* GIVEN PASSAGE
⟨

I don't think we're quite there yet, but it may not be far off. Given my profession, I'm especially interested in the legal implications for things like right to identity and privacy.
I think that privacy as we think of it is going to go the way of the dinosaurs. Something will survive to evolve into chickens and robins and cardinals and shoebills but Privacy writ large will not survive. For privacy as we know it to come back and also persist, you need to make John and Jane Q. Public give a damn about digital security. And you cannot force the public to give a damn about digital security. Yes, the technology needs to be better/more accessible so that non compsci majors can have a hope of understanding what's going on. AND. People, average, 6th grade reading level people, have to give a damn. And they don't. They have bigger problems like rent, medical bills, childcare.
I think you are dead wrong. Privacy is a dead concept. There are cameras everywhere and every bit of info about your life, even stuff you don't know exists, is in a database that is being shared. Your hacked data is being sold due to security breaches at companies you have NEVER interacted with (Equifax is just one example). And on top of that, the young people I interact with have no concept of a private life. EVERYTHING they do is under public scrutiny. By the time these people get into a position to make and enforce laws, I'll be dead. Yet I still care about this issue. Privacy is a vital human right. It is needed for a free society to exist. It is needed for a representative democracy to exist. Privacy is a critical core need for a sane, healthy, human mind. And this critical component of who we are was taken from us to sell advertising, starting in the 1950's.I think that privacy as we think of it is going to go the way of the dinosaurs.

⟩

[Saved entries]

⟨

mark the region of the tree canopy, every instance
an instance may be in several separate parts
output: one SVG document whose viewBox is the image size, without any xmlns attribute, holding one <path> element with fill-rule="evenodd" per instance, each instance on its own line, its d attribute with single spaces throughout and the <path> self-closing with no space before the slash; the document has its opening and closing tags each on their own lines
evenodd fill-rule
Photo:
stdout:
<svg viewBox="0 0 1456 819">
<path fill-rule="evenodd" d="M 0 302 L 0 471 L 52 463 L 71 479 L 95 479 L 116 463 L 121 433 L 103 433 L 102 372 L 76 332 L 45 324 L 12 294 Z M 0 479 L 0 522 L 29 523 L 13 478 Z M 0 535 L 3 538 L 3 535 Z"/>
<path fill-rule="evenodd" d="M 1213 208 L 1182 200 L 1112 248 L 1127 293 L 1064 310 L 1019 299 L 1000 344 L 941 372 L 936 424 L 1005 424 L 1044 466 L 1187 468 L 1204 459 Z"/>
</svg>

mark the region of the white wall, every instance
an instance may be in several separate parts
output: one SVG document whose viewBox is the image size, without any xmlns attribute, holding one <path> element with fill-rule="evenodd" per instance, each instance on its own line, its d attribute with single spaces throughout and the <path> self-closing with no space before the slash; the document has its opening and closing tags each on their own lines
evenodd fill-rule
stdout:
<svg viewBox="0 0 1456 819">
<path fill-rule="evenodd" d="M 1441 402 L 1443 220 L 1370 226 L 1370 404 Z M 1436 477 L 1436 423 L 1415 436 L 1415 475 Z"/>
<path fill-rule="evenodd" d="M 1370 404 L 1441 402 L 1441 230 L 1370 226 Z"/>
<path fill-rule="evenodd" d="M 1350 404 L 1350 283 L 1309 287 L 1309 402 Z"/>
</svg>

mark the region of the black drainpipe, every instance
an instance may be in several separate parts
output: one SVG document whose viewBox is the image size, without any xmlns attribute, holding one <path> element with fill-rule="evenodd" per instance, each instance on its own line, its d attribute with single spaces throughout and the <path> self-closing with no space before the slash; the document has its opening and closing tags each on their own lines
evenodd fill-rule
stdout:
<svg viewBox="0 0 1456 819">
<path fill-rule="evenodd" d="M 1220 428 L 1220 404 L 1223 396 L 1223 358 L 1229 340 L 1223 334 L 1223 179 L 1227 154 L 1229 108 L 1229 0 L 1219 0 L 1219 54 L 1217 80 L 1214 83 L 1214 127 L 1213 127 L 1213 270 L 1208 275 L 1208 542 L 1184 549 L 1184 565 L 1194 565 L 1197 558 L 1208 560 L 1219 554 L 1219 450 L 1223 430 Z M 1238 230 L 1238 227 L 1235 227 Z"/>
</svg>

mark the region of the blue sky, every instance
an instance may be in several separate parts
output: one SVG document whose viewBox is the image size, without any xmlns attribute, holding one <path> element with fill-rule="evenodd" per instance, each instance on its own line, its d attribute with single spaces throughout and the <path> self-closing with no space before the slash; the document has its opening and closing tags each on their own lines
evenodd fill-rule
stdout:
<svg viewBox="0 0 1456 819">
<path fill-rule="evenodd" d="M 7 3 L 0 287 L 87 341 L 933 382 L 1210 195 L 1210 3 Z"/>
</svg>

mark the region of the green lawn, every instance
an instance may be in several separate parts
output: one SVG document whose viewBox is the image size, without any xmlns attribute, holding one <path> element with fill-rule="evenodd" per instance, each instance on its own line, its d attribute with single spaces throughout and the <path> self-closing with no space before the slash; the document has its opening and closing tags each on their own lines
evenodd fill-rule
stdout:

⟩

* QUESTIONS
1. Sum up the privacy discussion in two sentences.
2. Take the privacy discussion further, starting after its final sentence.
The records have nothing to do with any of this.

* ANSWERS TO THE EXERCISES
1. One writer asks what the legal effects could be for rights to identity and privacy, and another predicts that privacy as we know it will not survive because ordinary people, busy with rent, medical bills and childcare, don't care about digital security. A third calls privacy already dead, pointing to cameras everywhere and personal data that is shared and sold, yet still calls it a vital human right that was taken away to sell advertising.

2.
Yeah, pretty much. Although in a way the advantage to all of this is that if everyone's dirty laundry is out there, I expect people will get less judgmental.
I suppose. There have always been libertines, there have always been puritans. I suspect that because norms and mores are always changing, there will always be someone to call a libertine and someone to call a puritan.Although in a way the advantage to all of this is that if everyone's dirty laundry is out there, I expect people will get less judgmental.
Yeah, true enough. I wonder if the new norms are less privacy? Is this what it feels like to be behind the social curve?
Yes, the tools aren't quite easily accessible/usable yet, but they are getting better, and I'm sure it won't be too long before it becomes relatively easy to "photoshop" videos in order to make it look like someone is doing something they never did. I expect that at some point in the next 5 years or so there will be a major scandal or two where big news orgs are fooled by fake videos of high-profile figures.